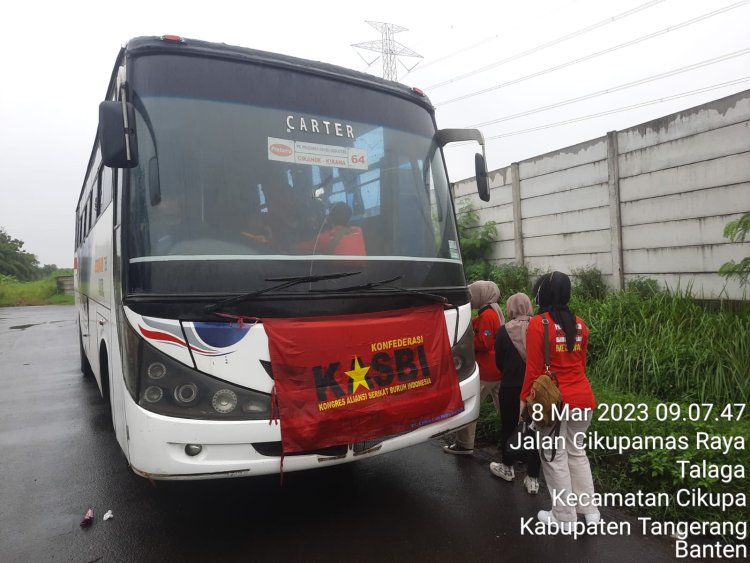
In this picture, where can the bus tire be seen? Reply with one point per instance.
(85, 365)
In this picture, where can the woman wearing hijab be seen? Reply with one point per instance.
(484, 297)
(569, 470)
(510, 357)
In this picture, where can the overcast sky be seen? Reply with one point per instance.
(483, 63)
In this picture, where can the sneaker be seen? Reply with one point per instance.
(531, 484)
(503, 471)
(592, 518)
(457, 450)
(546, 517)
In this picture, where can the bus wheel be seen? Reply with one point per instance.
(85, 365)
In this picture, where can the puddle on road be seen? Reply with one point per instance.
(24, 327)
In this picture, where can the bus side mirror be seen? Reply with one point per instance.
(481, 174)
(117, 140)
(445, 136)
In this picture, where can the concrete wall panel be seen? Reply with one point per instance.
(675, 259)
(692, 205)
(573, 243)
(563, 223)
(658, 194)
(590, 197)
(687, 232)
(712, 144)
(723, 171)
(566, 180)
(713, 115)
(569, 157)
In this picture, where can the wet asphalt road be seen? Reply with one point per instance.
(58, 456)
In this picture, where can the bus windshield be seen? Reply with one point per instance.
(248, 172)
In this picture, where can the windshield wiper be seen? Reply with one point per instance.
(285, 282)
(382, 285)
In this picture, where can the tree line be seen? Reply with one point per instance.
(18, 264)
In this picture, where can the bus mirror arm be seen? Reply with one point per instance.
(445, 136)
(117, 138)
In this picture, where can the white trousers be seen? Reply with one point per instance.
(570, 470)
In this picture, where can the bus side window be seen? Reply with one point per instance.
(98, 199)
(104, 196)
(90, 208)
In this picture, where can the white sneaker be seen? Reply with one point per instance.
(531, 484)
(546, 517)
(592, 518)
(503, 471)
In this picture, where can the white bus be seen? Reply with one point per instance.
(213, 169)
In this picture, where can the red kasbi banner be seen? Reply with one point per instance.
(350, 378)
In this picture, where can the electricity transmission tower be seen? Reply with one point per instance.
(389, 49)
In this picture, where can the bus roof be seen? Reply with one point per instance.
(139, 46)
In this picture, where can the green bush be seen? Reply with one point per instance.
(476, 242)
(643, 287)
(42, 292)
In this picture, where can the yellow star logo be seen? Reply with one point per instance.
(358, 375)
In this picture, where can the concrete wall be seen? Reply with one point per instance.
(650, 201)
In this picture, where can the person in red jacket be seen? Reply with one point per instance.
(484, 297)
(339, 237)
(569, 470)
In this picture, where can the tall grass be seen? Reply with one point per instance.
(669, 345)
(42, 292)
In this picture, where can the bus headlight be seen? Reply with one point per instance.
(224, 401)
(463, 354)
(167, 387)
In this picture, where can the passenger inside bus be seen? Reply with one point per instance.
(338, 237)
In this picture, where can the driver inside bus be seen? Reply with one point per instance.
(338, 237)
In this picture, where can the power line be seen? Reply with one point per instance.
(596, 54)
(540, 47)
(616, 88)
(618, 110)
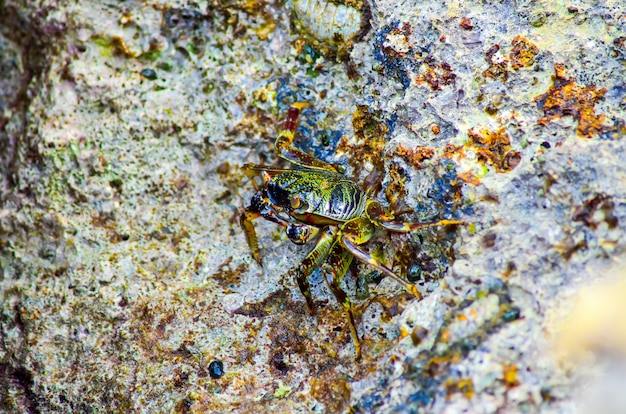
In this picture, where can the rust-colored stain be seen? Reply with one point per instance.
(566, 98)
(494, 148)
(523, 53)
(370, 134)
(469, 178)
(331, 390)
(510, 375)
(414, 156)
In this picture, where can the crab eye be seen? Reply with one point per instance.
(296, 203)
(298, 233)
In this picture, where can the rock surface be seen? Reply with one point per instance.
(126, 281)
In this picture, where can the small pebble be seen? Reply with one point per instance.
(216, 369)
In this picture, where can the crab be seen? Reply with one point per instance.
(315, 201)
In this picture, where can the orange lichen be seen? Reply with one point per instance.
(463, 386)
(469, 178)
(494, 148)
(435, 74)
(440, 364)
(370, 134)
(466, 23)
(566, 98)
(523, 53)
(510, 375)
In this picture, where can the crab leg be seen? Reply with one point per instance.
(369, 259)
(334, 270)
(284, 142)
(312, 262)
(384, 219)
(260, 207)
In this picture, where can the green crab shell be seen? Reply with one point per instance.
(317, 197)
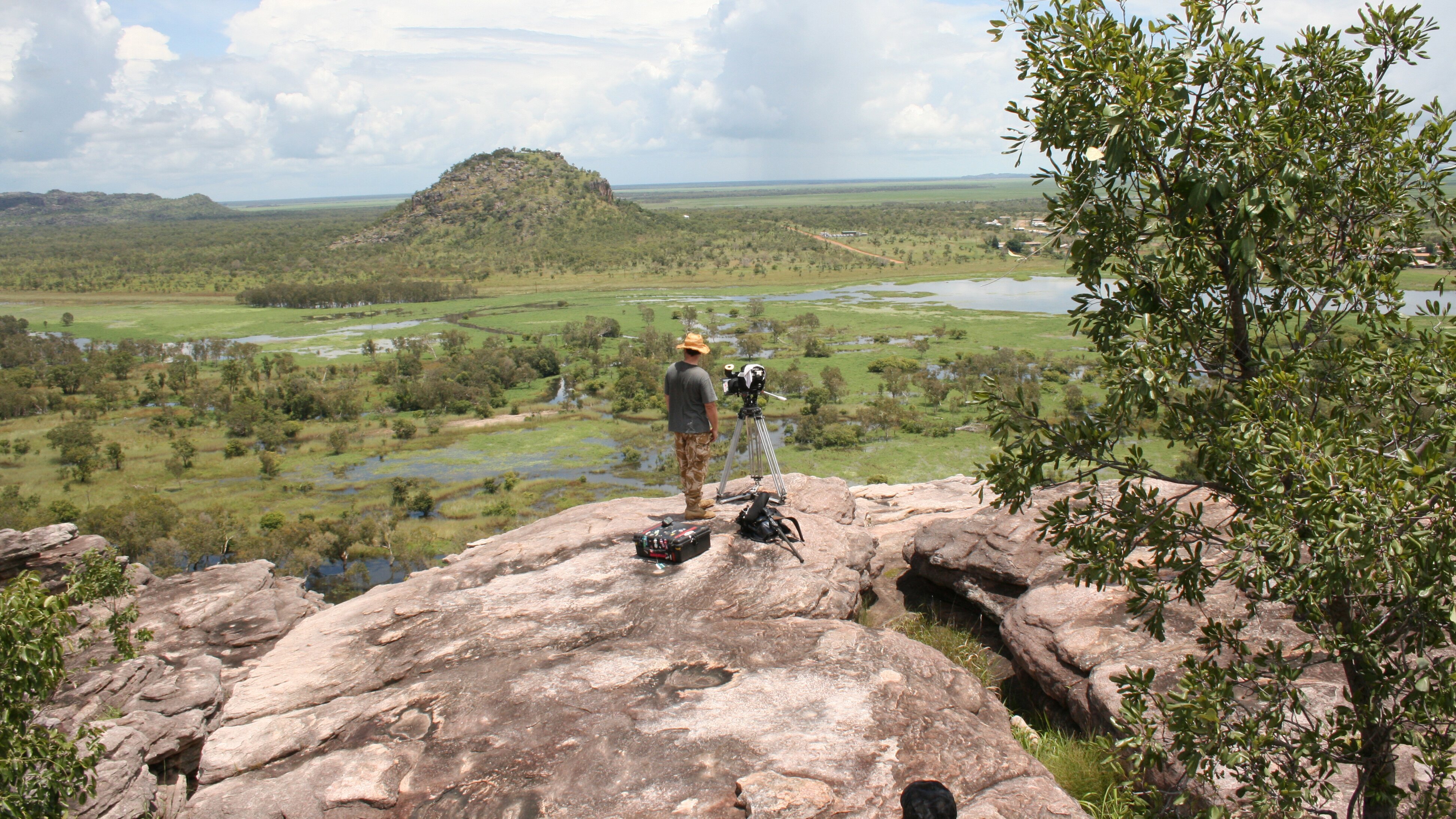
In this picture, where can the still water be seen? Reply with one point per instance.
(1036, 295)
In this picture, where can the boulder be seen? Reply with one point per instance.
(988, 556)
(565, 580)
(1072, 640)
(895, 513)
(790, 718)
(549, 672)
(19, 549)
(234, 613)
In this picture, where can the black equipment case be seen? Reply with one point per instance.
(673, 543)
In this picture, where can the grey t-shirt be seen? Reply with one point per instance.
(689, 392)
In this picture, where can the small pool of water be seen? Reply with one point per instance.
(1036, 295)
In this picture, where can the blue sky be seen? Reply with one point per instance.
(302, 98)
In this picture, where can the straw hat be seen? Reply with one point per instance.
(695, 343)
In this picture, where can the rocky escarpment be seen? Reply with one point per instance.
(506, 196)
(158, 710)
(1072, 640)
(47, 551)
(549, 672)
(62, 207)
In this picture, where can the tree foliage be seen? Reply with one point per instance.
(43, 770)
(1240, 227)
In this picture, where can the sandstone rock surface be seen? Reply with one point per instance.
(159, 709)
(1072, 640)
(18, 550)
(549, 672)
(895, 513)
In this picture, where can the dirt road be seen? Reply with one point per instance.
(846, 247)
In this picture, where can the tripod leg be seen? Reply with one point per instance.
(733, 448)
(774, 459)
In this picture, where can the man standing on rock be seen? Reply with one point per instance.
(692, 417)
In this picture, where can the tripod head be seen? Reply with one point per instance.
(747, 384)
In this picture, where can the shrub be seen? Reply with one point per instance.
(133, 522)
(338, 441)
(423, 502)
(897, 362)
(65, 512)
(270, 464)
(839, 436)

|---|

(Task requirements) Please reproduce each entry above word for word and keep the pictures out of the copy.

(Written response)
In this picture, where can the bus tire be seen? Reply with one point per instance.
(85, 365)
In this picture, where can the woman wearing hijab be seen? Reply with one point per instance.
(484, 297)
(569, 470)
(510, 357)
In this picture, where can the overcast sky be seen? Reply with one point per instance.
(483, 63)
In this picture, where can the sneaker be seen? Reply with one point per instance.
(531, 484)
(503, 471)
(592, 518)
(457, 450)
(546, 517)
In this picture, where can the bus wheel be seen? Reply with one point per instance.
(85, 365)
In this picture, where can the puddle on road be seen? Reply with one point per instance.
(24, 327)
In this picture, where can the bus side mirror be seen? Reply with one point per instance.
(481, 174)
(117, 140)
(445, 136)
In this picture, where can the concrete wall panel be seen? Reply with one point per instance.
(675, 259)
(692, 205)
(573, 243)
(563, 223)
(658, 194)
(590, 197)
(687, 232)
(712, 144)
(723, 171)
(566, 180)
(713, 115)
(569, 157)
In this picture, where can the wet asphalt road be seen? Reply with one point per instance.
(58, 456)
In this picture, where can the bus windshield be seen? Reply with one point per instance.
(248, 172)
In this picture, where can the windshield wiper be seen? Reply with one point per instance.
(285, 282)
(382, 285)
In this picture, where can the tree line be seen? Reply with one point per instance.
(18, 264)
In this picture, where can the bus mirror arm be seen? Reply with one point per instance.
(445, 136)
(117, 138)
In this picture, where can the white trousers be seen? Reply with one point per instance.
(570, 470)
In this picture, where can the bus side window be seen? Reply with one point per instance.
(98, 199)
(104, 196)
(90, 208)
In this picture, where can the white sneaker be seen? Reply with one point per instance.
(531, 484)
(546, 517)
(592, 518)
(503, 471)
In this picture, where can the white bus be seen? Reply with one point per instance.
(213, 169)
In this picture, where can the red kasbi banner be seen? Reply with one point per instance.
(350, 378)
In this picture, where can the electricity transmission tower be seen? Reply with one point per instance.
(389, 49)
In this picture, where can the bus roof be seen? Reply with one point per instance.
(139, 46)
In this picture, where can the green bush be seen? Reply with one point per instance.
(476, 242)
(643, 287)
(42, 292)
In this picture, where can the yellow star logo be seen? Reply with one point per instance.
(358, 375)
In this picture, where can the concrete wall be seen? Reply with one point per instance.
(650, 201)
In this picture, where can the person in red jacket be seen? Reply with one point per instance.
(484, 297)
(339, 237)
(569, 470)
In this picture, where can the tall grass be seen? Reply with one point per instance.
(669, 345)
(42, 292)
In this picture, where can the bus headlight be seen? Reply with one point per instance.
(224, 401)
(463, 354)
(167, 387)
In this picture, where can the passenger inside bus be seen? Reply with one point per instance.
(338, 237)
In this picture, where can the driver inside bus be seen? Reply with one point per instance.
(338, 237)
In this picture, where can the power line be seen? Reply with one point per instance.
(596, 54)
(540, 47)
(616, 88)
(618, 110)
In this picture, where can the rust-colored stain be seen? Reply with one point per instance.
(566, 98)
(494, 148)
(523, 53)
(370, 134)
(469, 178)
(331, 390)
(510, 375)
(414, 156)
In this picture, where can the crab eye be seen? Reply with one point per instance.
(296, 203)
(298, 233)
In this picture, where can the rock surface be seen? Reply with one point per instance.
(126, 281)
In this picture, where can the small pebble be seen? Reply with one point per instance.
(216, 369)
In this picture, where can the crab be seen? Reply with one point per instance.
(315, 201)
In this picture, where can the orange lichen be seen? Reply with one point per instance.
(463, 386)
(469, 178)
(494, 148)
(435, 74)
(440, 364)
(370, 134)
(466, 23)
(566, 98)
(523, 53)
(510, 375)
In this picture, where can the crab leg be seen? Reply with one point per instance.
(369, 259)
(334, 270)
(284, 142)
(312, 262)
(384, 219)
(260, 207)
In this picture, where can the green crab shell be seen? Reply with one point per instance.
(317, 197)
In this picture, where can the still water be seen? Reply with one point per instance.
(1036, 295)
In this picture, where can the boulder be seen? Reply with one point per instance.
(988, 556)
(565, 580)
(1072, 640)
(895, 513)
(790, 718)
(549, 672)
(19, 549)
(234, 613)
In this picture, where can the black equipment case be seen? Reply with one point per instance.
(673, 543)
In this picture, where can the grey t-shirt be seen? Reply with one point per instance.
(689, 392)
In this picture, where can the small pool of water be seen? Reply with one point per instance.
(1036, 295)
In this picture, where can the blue sky be seen? Reply with one point per instance.
(302, 98)
In this picture, where can the straw hat be seen? Reply with one point per instance.
(695, 343)
In this picture, where can the rocky escarpment be seen? Reply with one point per instance.
(506, 196)
(158, 710)
(1072, 640)
(47, 551)
(549, 672)
(62, 207)
In this picture, where can the tree foliage be seen? Reply with one point per instance.
(43, 770)
(1240, 227)
In this picture, where can the sandstone rock surface be seen? Reply with one point per instance.
(159, 709)
(1072, 640)
(18, 550)
(549, 672)
(895, 513)
In this picture, where can the dirt road be seen? Reply with one point per instance.
(846, 247)
In this picture, where can the tripod leg be seen? Reply with one point per instance.
(733, 448)
(774, 459)
In this picture, where can the man standing on rock be seen? Reply with one point per instance.
(692, 417)
In this picture, where can the tripod head be seen? Reply with one point per instance.
(747, 384)
In this picture, where can the shrub be seen? Reply with one point per instance.
(133, 522)
(338, 441)
(423, 502)
(897, 362)
(65, 512)
(270, 464)
(839, 436)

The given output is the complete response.